#### [To do]
Rewrite the data below with every "ring rule" changed to "fill rule" and everything else kept the same.

>>>>

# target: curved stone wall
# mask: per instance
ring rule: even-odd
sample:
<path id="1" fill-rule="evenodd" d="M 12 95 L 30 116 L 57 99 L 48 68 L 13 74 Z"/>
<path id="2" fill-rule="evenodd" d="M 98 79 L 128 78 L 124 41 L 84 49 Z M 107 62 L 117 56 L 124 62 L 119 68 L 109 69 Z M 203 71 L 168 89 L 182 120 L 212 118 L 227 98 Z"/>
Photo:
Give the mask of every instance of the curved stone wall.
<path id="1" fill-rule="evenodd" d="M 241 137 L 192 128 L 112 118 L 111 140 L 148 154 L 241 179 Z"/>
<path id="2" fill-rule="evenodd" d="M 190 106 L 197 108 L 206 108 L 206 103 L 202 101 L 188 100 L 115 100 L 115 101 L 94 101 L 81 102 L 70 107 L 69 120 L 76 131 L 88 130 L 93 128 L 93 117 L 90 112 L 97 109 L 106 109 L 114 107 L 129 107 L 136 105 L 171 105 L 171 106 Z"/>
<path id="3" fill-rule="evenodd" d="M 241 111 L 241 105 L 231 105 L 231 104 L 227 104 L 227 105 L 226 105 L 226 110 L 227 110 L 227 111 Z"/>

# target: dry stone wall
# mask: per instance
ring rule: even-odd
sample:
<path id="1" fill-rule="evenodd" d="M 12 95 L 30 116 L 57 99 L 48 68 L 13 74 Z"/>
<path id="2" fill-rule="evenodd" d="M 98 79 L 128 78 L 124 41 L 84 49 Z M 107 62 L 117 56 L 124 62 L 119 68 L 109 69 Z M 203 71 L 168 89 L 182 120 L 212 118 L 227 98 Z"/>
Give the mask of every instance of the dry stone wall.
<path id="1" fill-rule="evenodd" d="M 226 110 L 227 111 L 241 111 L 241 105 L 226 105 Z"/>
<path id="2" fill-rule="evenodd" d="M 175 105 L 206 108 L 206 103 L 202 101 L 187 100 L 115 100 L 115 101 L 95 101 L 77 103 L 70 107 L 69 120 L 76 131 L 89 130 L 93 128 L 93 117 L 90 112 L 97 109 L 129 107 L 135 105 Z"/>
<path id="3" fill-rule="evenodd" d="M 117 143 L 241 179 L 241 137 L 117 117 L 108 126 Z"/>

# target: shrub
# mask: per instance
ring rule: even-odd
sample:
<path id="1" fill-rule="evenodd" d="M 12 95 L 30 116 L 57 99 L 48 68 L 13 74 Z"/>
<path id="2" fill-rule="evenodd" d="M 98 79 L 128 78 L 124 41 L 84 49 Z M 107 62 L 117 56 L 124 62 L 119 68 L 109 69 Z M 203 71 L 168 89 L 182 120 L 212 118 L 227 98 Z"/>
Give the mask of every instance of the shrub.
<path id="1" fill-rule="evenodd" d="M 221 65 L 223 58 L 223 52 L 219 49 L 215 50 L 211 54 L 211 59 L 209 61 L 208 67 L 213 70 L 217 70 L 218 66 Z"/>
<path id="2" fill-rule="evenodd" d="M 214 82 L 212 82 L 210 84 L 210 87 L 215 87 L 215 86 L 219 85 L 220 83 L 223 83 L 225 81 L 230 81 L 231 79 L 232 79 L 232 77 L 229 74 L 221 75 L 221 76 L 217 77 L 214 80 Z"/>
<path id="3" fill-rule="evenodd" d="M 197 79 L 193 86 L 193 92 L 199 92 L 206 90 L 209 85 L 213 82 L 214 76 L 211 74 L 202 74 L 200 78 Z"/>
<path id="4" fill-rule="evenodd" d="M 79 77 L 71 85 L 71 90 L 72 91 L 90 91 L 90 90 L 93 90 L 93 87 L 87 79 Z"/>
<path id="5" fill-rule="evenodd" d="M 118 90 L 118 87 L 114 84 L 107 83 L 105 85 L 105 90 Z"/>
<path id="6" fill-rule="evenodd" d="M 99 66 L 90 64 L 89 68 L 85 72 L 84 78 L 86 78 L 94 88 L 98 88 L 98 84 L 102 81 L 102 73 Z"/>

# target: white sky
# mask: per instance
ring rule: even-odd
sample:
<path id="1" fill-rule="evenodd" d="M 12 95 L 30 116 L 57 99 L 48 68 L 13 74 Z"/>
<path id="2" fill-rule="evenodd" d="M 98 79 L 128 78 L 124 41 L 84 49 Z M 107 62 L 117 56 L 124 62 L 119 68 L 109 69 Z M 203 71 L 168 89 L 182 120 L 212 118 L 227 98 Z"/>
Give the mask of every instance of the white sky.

<<<<

#### [Answer to this exercise]
# target: curved stone wall
# mask: per instance
fill rule: even-odd
sample:
<path id="1" fill-rule="evenodd" d="M 12 95 L 30 116 L 57 99 L 48 68 L 13 74 Z"/>
<path id="2" fill-rule="evenodd" d="M 98 79 L 128 78 L 124 41 L 84 49 Z M 107 62 L 117 56 L 124 62 L 119 68 L 109 69 Z M 203 71 L 168 89 L 182 120 L 212 118 L 227 98 Z"/>
Photo:
Give the mask of every instance of the curved stone wall.
<path id="1" fill-rule="evenodd" d="M 241 137 L 192 128 L 112 118 L 111 140 L 148 154 L 241 179 Z"/>
<path id="2" fill-rule="evenodd" d="M 190 106 L 197 108 L 206 108 L 206 103 L 202 101 L 188 100 L 115 100 L 115 101 L 94 101 L 81 102 L 70 107 L 69 120 L 76 131 L 88 130 L 93 128 L 93 117 L 90 112 L 97 109 L 106 109 L 114 107 L 129 107 L 136 105 L 171 105 L 171 106 Z"/>
<path id="3" fill-rule="evenodd" d="M 241 111 L 241 105 L 231 105 L 231 104 L 227 104 L 227 105 L 226 105 L 226 110 L 227 110 L 227 111 Z"/>

# target: dry stone wall
# mask: per instance
fill rule: even-odd
sample:
<path id="1" fill-rule="evenodd" d="M 12 95 L 30 116 L 57 99 L 48 68 L 13 74 Z"/>
<path id="2" fill-rule="evenodd" d="M 98 79 L 128 78 L 124 41 L 84 49 Z M 107 62 L 117 56 L 124 62 L 119 68 L 109 69 Z M 203 71 L 168 89 L 182 120 L 212 118 L 227 98 Z"/>
Give the mask of every instance of the dry stone wall.
<path id="1" fill-rule="evenodd" d="M 226 110 L 227 111 L 241 111 L 241 105 L 226 105 Z"/>
<path id="2" fill-rule="evenodd" d="M 175 105 L 206 108 L 206 103 L 202 101 L 187 100 L 115 100 L 115 101 L 95 101 L 77 103 L 70 107 L 69 120 L 76 131 L 89 130 L 93 128 L 93 117 L 90 112 L 97 109 L 129 107 L 135 105 Z"/>
<path id="3" fill-rule="evenodd" d="M 117 143 L 241 179 L 241 137 L 117 117 L 108 126 Z"/>

# target: shrub
# mask: per instance
fill rule: even-odd
sample:
<path id="1" fill-rule="evenodd" d="M 12 95 L 30 116 L 57 99 L 48 68 L 13 74 Z"/>
<path id="2" fill-rule="evenodd" d="M 98 79 L 128 78 L 124 41 L 84 49 Z M 107 62 L 117 56 L 124 62 L 119 68 L 109 69 Z M 203 71 L 168 89 L 182 120 L 212 118 L 227 98 Z"/>
Give the mask of every instance of the shrub.
<path id="1" fill-rule="evenodd" d="M 221 65 L 223 58 L 223 52 L 219 49 L 215 50 L 211 54 L 211 59 L 209 61 L 208 67 L 213 70 L 217 70 L 218 66 Z"/>
<path id="2" fill-rule="evenodd" d="M 214 82 L 212 82 L 210 84 L 210 87 L 215 87 L 215 86 L 219 85 L 220 83 L 223 83 L 225 81 L 230 81 L 231 79 L 232 79 L 232 77 L 229 74 L 221 75 L 221 76 L 217 77 L 214 80 Z"/>
<path id="3" fill-rule="evenodd" d="M 197 79 L 193 86 L 193 92 L 199 92 L 206 90 L 209 85 L 213 82 L 214 76 L 211 74 L 202 74 L 200 78 Z"/>
<path id="4" fill-rule="evenodd" d="M 79 77 L 71 85 L 71 90 L 72 91 L 90 91 L 90 90 L 93 90 L 93 87 L 87 79 Z"/>
<path id="5" fill-rule="evenodd" d="M 118 90 L 118 87 L 114 84 L 107 83 L 105 85 L 105 90 Z"/>
<path id="6" fill-rule="evenodd" d="M 99 66 L 90 64 L 89 68 L 85 72 L 84 78 L 86 78 L 94 88 L 98 88 L 98 84 L 102 81 L 102 73 Z"/>

# target: white sky
# mask: per instance
fill rule: even-odd
sample:
<path id="1" fill-rule="evenodd" d="M 12 95 L 30 116 L 57 99 L 48 68 L 13 74 Z"/>
<path id="2" fill-rule="evenodd" d="M 98 79 L 128 78 L 124 41 L 84 49 Z M 107 62 L 117 56 L 124 62 L 119 68 L 109 69 Z M 203 71 L 168 89 L 182 120 L 212 118 L 227 98 Z"/>
Give the mask of every instance of the white sky.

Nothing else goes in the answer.